What is being asked:
Every line below that includes the word "target" needs to be copied.

----- Dataset records

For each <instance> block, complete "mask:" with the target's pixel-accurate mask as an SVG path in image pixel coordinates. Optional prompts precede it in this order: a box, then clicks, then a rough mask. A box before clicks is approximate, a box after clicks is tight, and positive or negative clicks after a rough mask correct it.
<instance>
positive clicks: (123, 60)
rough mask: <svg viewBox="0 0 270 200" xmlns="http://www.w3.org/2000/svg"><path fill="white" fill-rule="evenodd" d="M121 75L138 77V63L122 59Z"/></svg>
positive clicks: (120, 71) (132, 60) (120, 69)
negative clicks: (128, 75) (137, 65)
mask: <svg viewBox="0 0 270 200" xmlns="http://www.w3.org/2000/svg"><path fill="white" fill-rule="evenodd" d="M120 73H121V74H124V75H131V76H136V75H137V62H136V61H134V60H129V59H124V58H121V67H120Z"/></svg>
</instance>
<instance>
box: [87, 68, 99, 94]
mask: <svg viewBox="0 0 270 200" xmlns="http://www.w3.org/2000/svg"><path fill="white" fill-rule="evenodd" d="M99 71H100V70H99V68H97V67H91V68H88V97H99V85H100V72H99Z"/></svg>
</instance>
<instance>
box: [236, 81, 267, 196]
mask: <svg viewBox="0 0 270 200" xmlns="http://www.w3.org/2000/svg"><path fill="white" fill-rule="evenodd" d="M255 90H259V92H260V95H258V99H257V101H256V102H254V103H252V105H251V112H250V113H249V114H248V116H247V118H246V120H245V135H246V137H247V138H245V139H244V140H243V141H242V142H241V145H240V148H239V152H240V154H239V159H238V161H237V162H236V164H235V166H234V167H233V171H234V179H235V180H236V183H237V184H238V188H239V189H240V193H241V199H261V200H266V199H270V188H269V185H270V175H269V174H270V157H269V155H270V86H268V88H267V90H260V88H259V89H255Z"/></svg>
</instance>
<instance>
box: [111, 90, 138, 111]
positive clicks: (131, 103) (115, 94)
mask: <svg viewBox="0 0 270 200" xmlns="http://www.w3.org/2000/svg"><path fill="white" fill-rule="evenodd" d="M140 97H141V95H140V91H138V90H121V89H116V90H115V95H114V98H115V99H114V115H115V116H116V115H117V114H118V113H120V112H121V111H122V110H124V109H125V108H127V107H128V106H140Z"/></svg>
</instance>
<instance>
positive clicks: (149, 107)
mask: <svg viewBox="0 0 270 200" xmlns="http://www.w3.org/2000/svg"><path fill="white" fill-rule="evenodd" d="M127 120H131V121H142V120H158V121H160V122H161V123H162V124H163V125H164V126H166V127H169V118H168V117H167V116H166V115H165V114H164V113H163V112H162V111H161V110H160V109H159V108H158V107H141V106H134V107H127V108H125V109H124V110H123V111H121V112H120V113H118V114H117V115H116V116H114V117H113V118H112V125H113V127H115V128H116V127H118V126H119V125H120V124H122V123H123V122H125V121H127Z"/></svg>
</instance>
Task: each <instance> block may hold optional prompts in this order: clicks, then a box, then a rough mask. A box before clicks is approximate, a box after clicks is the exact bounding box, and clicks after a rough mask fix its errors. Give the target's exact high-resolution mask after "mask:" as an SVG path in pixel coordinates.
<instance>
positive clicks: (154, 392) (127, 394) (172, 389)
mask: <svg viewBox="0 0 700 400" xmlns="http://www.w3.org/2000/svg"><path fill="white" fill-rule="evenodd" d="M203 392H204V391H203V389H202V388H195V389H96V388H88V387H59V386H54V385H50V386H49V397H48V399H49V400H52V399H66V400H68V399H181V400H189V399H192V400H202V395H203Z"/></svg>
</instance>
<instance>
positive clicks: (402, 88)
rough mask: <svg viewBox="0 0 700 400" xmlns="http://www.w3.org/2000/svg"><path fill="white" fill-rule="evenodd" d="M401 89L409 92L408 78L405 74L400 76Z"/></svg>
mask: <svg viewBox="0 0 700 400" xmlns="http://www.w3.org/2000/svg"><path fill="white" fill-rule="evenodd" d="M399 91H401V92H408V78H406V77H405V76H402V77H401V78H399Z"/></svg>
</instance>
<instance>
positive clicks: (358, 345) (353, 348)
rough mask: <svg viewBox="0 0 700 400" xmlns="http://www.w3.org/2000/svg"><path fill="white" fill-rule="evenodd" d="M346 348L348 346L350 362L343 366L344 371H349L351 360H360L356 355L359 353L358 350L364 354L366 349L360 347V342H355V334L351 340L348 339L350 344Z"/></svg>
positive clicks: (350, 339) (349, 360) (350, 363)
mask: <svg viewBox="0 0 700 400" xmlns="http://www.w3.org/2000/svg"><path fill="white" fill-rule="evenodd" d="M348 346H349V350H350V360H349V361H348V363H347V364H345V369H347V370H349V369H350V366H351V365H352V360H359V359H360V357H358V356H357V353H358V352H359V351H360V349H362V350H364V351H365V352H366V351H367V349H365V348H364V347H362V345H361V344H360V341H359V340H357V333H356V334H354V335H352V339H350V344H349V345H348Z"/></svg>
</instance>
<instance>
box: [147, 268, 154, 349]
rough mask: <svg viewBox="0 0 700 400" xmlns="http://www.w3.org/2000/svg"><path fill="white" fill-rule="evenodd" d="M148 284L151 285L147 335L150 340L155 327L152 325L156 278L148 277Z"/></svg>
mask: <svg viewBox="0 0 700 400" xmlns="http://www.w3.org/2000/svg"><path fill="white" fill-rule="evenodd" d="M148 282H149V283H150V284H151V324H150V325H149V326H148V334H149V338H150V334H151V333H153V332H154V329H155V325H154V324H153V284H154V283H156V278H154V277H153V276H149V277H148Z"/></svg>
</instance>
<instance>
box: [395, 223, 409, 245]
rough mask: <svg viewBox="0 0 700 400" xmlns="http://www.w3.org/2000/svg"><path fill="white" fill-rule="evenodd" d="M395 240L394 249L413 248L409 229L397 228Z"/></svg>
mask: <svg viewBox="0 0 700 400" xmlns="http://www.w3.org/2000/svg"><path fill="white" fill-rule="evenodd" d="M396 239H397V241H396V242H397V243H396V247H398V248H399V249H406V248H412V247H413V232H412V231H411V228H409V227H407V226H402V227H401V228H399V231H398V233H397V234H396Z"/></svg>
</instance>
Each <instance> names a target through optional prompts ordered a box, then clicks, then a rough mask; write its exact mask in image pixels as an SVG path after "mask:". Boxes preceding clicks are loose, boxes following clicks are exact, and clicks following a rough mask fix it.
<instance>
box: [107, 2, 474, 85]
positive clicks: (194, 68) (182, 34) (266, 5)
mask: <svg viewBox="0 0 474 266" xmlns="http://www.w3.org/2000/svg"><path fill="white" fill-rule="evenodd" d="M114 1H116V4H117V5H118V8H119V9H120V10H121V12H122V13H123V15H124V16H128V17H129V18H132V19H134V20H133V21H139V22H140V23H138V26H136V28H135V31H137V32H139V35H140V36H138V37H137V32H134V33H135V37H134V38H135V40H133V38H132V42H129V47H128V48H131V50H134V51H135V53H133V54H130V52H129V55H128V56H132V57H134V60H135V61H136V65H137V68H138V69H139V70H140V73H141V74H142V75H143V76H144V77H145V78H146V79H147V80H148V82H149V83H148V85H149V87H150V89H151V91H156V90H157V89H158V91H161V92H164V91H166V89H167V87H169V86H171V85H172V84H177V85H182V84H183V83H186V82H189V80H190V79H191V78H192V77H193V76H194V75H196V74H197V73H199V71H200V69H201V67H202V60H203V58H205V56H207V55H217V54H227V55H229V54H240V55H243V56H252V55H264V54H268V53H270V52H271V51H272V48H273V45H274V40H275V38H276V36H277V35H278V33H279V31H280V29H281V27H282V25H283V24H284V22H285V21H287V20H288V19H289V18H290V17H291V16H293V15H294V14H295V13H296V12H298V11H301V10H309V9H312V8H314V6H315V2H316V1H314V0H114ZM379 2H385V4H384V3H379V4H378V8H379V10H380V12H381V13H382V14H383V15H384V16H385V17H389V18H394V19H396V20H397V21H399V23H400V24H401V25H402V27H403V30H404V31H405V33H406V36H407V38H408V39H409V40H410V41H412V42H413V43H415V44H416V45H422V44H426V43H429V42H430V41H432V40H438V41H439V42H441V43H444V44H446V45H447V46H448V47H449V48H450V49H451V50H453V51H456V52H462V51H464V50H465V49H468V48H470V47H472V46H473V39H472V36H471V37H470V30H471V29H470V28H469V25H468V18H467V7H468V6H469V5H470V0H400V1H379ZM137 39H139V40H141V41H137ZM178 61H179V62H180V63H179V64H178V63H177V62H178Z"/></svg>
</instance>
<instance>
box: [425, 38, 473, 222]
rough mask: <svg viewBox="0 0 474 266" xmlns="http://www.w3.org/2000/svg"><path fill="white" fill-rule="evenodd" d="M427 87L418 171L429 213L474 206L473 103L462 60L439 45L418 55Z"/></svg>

----------

Result:
For each <instance> block, complete "mask:" with the target's pixel-accurate mask as an SVG path in image pixel coordinates. Optional prompts precede it in this order: a box, then clicks, then a rough mask. A box before clicks is approximate, a box after clicks is tight, and positive or negative clicks after a rough mask correct it.
Task: each <instance> block may hold optional prompts in this order: clicks, then a box, then a rough mask. A box before clicks is approximate, a box after clicks is the exact bounding box, and clicks after a rough mask fix its errors. Give the target's exact high-resolution mask after "mask:" as an SVG path in pixel coordinates.
Each <instance> names a target through optional prompts ordered a box, then clicks, then a rough mask; write its exact mask in image pixels as an SVG path after "mask:". Boxes preceding clicks are loose, boxes following clicks are exact, and clicks following a rough mask fix it.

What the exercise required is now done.